╭─ Dataset records

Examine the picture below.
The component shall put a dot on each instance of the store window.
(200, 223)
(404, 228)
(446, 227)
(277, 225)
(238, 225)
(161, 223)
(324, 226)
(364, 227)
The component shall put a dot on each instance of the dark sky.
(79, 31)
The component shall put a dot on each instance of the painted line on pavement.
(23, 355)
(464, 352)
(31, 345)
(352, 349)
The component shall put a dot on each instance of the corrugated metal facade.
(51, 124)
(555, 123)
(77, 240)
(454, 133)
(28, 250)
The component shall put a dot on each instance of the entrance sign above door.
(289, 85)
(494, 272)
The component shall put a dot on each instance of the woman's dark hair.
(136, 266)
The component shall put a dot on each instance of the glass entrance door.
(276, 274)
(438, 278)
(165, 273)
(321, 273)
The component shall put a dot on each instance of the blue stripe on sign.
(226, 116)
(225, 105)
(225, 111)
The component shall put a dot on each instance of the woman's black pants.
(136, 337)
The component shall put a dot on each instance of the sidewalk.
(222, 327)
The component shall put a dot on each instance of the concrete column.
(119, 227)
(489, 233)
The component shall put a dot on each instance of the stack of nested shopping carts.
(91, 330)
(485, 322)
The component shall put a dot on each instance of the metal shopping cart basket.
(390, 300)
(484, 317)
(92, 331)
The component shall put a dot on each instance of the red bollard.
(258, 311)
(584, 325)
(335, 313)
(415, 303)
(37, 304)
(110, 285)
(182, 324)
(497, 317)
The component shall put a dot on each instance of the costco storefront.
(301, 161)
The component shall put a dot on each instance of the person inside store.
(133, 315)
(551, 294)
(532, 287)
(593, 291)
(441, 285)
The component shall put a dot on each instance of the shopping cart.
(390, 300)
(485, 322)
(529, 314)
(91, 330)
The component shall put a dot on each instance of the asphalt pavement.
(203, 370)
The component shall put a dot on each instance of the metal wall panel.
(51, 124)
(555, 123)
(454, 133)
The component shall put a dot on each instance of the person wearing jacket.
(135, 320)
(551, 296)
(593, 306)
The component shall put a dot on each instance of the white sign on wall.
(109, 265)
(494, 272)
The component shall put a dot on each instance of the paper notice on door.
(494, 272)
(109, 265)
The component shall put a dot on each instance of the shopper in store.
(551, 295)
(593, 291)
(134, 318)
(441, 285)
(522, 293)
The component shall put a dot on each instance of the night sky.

╰─
╭─ Dataset records

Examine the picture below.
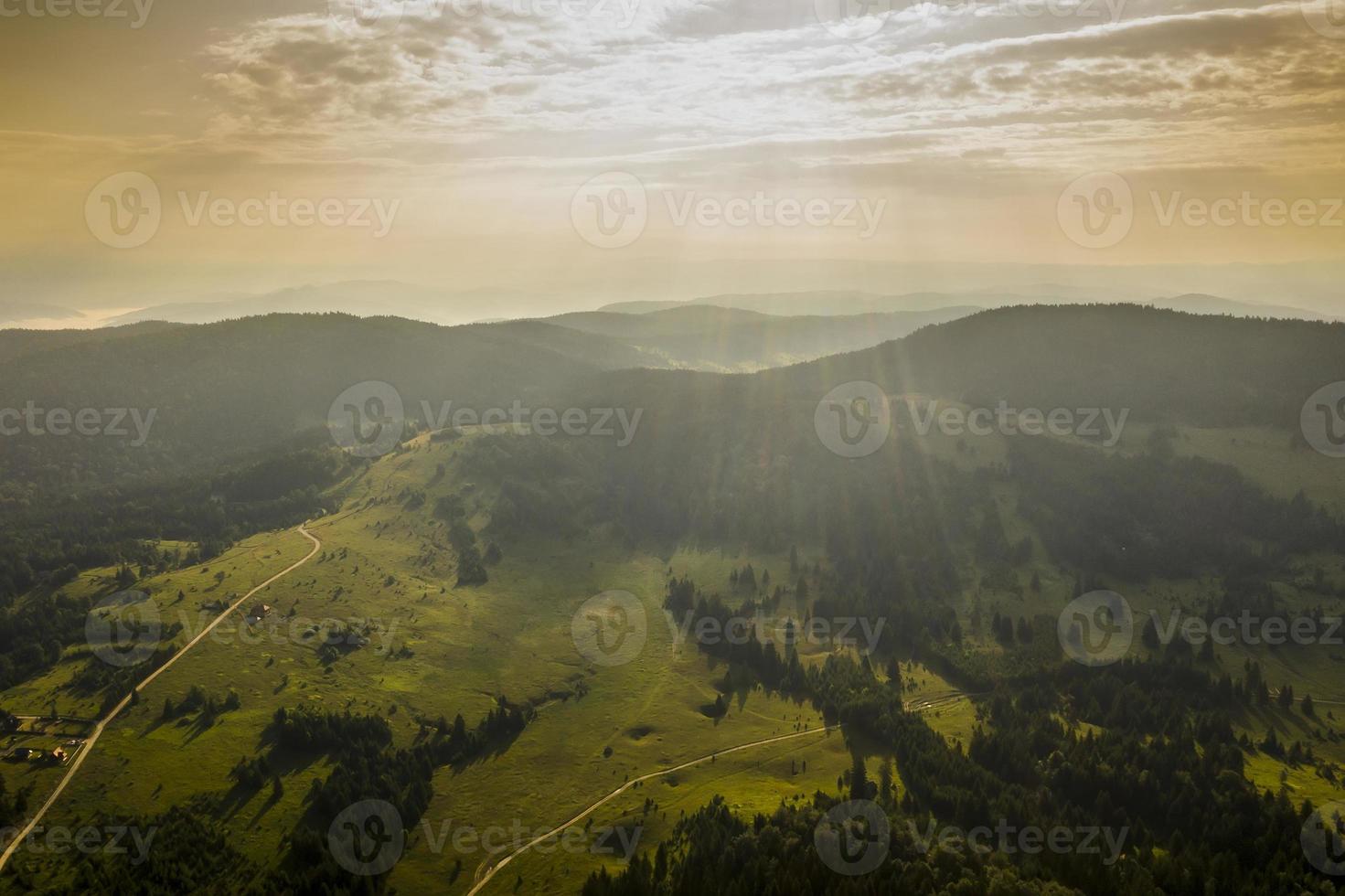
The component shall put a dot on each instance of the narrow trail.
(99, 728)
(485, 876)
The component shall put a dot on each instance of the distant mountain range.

╰─
╭─ Dataset records

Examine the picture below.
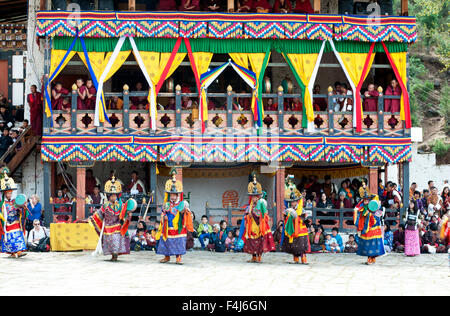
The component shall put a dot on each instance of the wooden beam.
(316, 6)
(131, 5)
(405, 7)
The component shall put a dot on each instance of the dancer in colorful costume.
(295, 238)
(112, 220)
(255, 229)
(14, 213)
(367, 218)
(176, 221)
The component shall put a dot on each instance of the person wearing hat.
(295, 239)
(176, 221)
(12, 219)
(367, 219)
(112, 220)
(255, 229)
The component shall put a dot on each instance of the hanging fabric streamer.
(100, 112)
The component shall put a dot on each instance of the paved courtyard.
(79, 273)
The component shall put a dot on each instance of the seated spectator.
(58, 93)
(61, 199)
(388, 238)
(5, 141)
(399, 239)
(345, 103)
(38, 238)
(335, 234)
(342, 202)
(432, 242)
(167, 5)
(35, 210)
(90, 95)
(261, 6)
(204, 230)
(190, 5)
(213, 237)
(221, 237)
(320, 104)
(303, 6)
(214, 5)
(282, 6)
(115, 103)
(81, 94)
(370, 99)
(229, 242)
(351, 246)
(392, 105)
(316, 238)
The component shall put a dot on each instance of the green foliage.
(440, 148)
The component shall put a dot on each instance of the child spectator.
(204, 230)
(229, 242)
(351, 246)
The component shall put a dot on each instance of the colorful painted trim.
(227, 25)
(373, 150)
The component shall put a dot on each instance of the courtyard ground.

╰─

**Written problem:** Reproduce the portion of the listing that opens with the line containing "notice on door." and closes with the line containing "the night sky.", swapping "shopper" for "customer" and changing nothing else.

**Task solution:**
The component shall put a dot on each instance of the paper notice on door.
(494, 272)
(109, 265)
The component shall put a dot on each instance of the customer in store.
(551, 295)
(593, 291)
(134, 318)
(441, 285)
(522, 293)
The component shall put a dot on each instance of the night sky.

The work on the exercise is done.